━━━ Extracted text

As featured in LPEA Insight/ Out magazine #20, December 2021.

The Private Equity industry has seen tremendous success over the last decades. One reason for its success derives from the alignment of interests between the general partner and the limited partners. Everybody pulling together can indeed lead to better performance.

Thanks to its capacity to generate superior shareholder value, private equity has since its inception seen a strong influx of capital. Today, private equity has accumulated around two trillion dollars of dry powder and has become a powerful industry that efficiently allocates capital throughout the economy.

When speaking about allocational efficiency, we speak about the very best use of allotting goods, services and capital. However, what is “the very best use” of capital? The COVID-19 pandemic, climate change and societal shifts are forcing everyone to again question that which had become ‘accepted’, and to re-evaluate priorities that were considered fixed. It is becoming increasingly apparent that businesses need to serve multiple stakeholders and may not focus on their shareholders alone. While shareholders own both a share and an interest in the entity, there are other stakeholders that do not own a share but nevertheless have an interest in the performance of a company, being employees, suppliers, customers, the community, financial markets and society as a whole. Fair to say that the private equity industry has long focused on its shareholders but not sufficiently embraced the interests of its manifold stakeholders.

At their best, private equity firms go beyond the mere generation of shareholder value and become agents of social, environmental, cultural and political change.

━━━━━━
━━━ Data shown

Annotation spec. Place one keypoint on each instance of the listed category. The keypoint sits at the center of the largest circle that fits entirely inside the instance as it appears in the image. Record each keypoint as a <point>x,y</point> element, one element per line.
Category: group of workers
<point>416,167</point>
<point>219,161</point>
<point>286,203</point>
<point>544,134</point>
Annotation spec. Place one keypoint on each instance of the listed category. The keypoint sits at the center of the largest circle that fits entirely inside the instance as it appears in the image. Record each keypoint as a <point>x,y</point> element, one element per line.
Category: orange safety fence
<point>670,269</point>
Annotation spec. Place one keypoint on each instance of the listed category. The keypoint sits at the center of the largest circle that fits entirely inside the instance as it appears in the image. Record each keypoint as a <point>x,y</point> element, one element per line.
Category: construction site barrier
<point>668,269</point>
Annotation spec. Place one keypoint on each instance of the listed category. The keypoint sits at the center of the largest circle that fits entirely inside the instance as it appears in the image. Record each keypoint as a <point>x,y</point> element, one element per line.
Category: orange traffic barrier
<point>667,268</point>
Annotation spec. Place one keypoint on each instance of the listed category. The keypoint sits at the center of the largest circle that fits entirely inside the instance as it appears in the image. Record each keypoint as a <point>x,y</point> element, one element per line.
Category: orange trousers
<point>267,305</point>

━━━━━━

Continue the private equity article, picking up after its final sentence.

The aftermath of the 2008 financial crisis saw one stakeholder appear front of stage: the financial regulators. This regulatory supervision laid the path for a more institutionalised industry. What was formerly a niche market of informal, private partnerships slowly but steadily transformed into a modern asset management industry which now attracts an even broader range of limited partners. Pension funds, family offices, SWFs and alike today invest in private equity, thanks not only to its continually superior rate of returns but also due to its increasingly regulated and standardised set of processes and operations. The current trend of retailisation of private equity funds can as such be considered the next logical step and will further enhance the scope of private equity’s stakeholders. It is worthwhile mentioning that the push for a more encompassing stakeholder perspective has to date been mainly driven by the limited partners.

The employees of private equity’s portfolio companies are another important stakeholder group. Numerous studies prove the positive impact of private equity in the creation of employment, but when it comes to an inclusive engagement with the millions of employees in portfolio companies around the world, private equity can still improve. What is the reason for many employees being fearful of private equity ownership? One reason may be the adverse portrayal in some media highlighting the few negative examples of the industry. Another reason may be the failure of private equity to seriously support the professional, personal and financial growth of portfolio companies’ employees. As Steffen Meister, executive chairman of Partners Group’s board of directors states in a recent interview with New Private Markets: “Portfolio company employees are private equity’s stakeholder blind spot” (article of 19 March 2021)

How to consider the interests of further stakeholders? How to embed stakeholder value creation into enhanced shareholder value creation? These are the big questions of today and the future. The stakeholder model can assist with building the strategic vision of a private equity firm. ESG (Environmental, Social, and Governance) metrics can be used to assess and measure company performance, and its relative positioning on a range of topics relevant to the broader set of stakeholders, in the same way that financial metrics assess company performance for shareholders.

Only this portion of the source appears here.